▶ **Text section**
──────

Reviewed by Glenn Erickson

After Alfred Hitchcock's Psycho, The Innocents is perhaps the most upscale and artistically celebrated horror film of its time, a class-act psychological thriller with a fine literary pedigree at a time when most horror films were exploitation efforts intended for small kids or undiscriminating audiences at the drive-ins. It is one of the most beautifully photographed movies in B&W CinemaScope, and has a reputation as a literate, intellectual chiller has grown with the years.

Instead of placing the film in its Studio Classics line, Fox has launched it as part of a Fall horror promotion, budget-priced and with a minimum of extras.

Synopsis:

"The Uncle" (Michael Redgrave) hires Miss Giddens (Deborah Kerr) to serve as governess for his orphaned niece and nephew Miles and Flora (Martin Stephens and Pamela Franklin) on a sprawling country estate he has no plans to ever visit. His only instructions are to take charge and not bother him, under any circumstances. He even forwards a dismisssal letter from Martin's boarding school unopened. Miss Giddens is at first quite pleased but finds herself at a loss to deal with the two precocious and secretive children. Miles has a habit of using untoward compliments to deflect inquiries about his dismissal from school. From the maid Mrs. Grose (Megs Jenkins), Miss Giddens learns that the previous governness Miss Jessel (Clytie Jessop) had a wild and sordid affair with the gardener Peter Quint (Peter Wyngarde), both of whom died under mysterious circumstances. Soon Miss Giddens becomes certain that the children are possessed by evil, especially when she sees the ghostly Jessel and Quint peering through windows and seemingly 'guiding' the children's play.

Plenty has been written about The Innocents in film criticism, as it presents the perfect opportunity to compare a known classic novel with a superior film adaptation. Jack Clayton, cameraman Freddie Francis and actress Deborah Kerr create a powerful portrait of a haunting situation that is supposed to be ambiguous - are the ghosts real, or are they merely the figments of Miss Giddens' imagination?

The novel was a carefully modulated work of prose that took great pains to avoid being specific about the question of whether or not the ghost are real. Miss Giddens may be a sick woman producing the phantoms out of her own mind, but in a book the writer has complete control over what we can "know" about the situation. The haunting can indeed be handled in an ambiguous manner.

As beautifully made as the movie is, it reduces the mystery to a study on morbid psychology and self-generated hysteria. Screenwriters William Archibald, John Mortimer and Truman Capote leave no room for ambiguity as their Miss Giddens is a sexually frustrated woman from the get go. Her very first statement in the interview with The Uncle is to affirm that she indeed has an active imagination. She's obviously flattered by The Uncle's trifling compliments and perhaps imagines that this assignment will be the beginning of a great romance between them, as in a woman's novel.

Miss Giddens relates to the spirited Flora well enough but she's completely unequal to the task of dealing with Miles. He evades her questions with deft flattery and misdirection and speaks in abnormally adult tones, seeming to infer things he's not saying almost as if trying to charm Miss Giddens as a conquest. For her part, Miss Giddens backs down like a schoolgirl and caves in to his every ploy. She accepts Miles' veiled domination and lets him get away with his precocious tricks.

──────

▶ **Data provided**
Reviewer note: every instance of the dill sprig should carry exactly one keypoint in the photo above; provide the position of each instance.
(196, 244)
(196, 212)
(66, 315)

──────

▶ **Exercise instructions**
(1) According to the review of The Innocents, why does the film leave no room for ambiguity about whether the ghosts are real? Answer in one to three sentences.
(2) In the review of The Innocents, who is named as the film's cameraman?
(3) Pick up the review of The Innocents after its last sentence and keep writing it.

▶ **Exercise responses**
(1) The screenwriters present Miss Giddens as a sexually frustrated woman from the start, so the mystery becomes a study of morbid psychology and self-generated hysteria. Her very first statement to The Uncle affirms that she has an active imagination.

(2) Freddie Francis.

(3)
The way The Innocents is filmed rules out its interpretation as a ghost story. Miss Gidden's spectral encounters are all highly stylized from her subjective point of view. The screen distorts, adding layers of diffusion whenever she 'sees' Quint or Miss Jessel. Quint is portrayed a wanton brute with a cruel look across his face. Jessel is an emaciated spectral victim. True, Giddens 'sees' Quint before she hears his full story or even knows that he might be there, but all the filmic indications point to a purely psychological interpretation: Miss Giddens is a frustrated spinster who goes quietly hysterical just to think of the children being exposed to wild sex acts. She herself is repressed and sex obsessed. If there's any doubt of this, Giddens' final passionate kiss at the end dispels it: The woman is 'round the bend.

Of course, if one wants to be superstitious one can always believe the ghost angle. But from the viewpoint of reading what actually occurs on the screen, especially the kiss, Miss Giddens is an hysterial basket case, soon to descend into out-and-out madness.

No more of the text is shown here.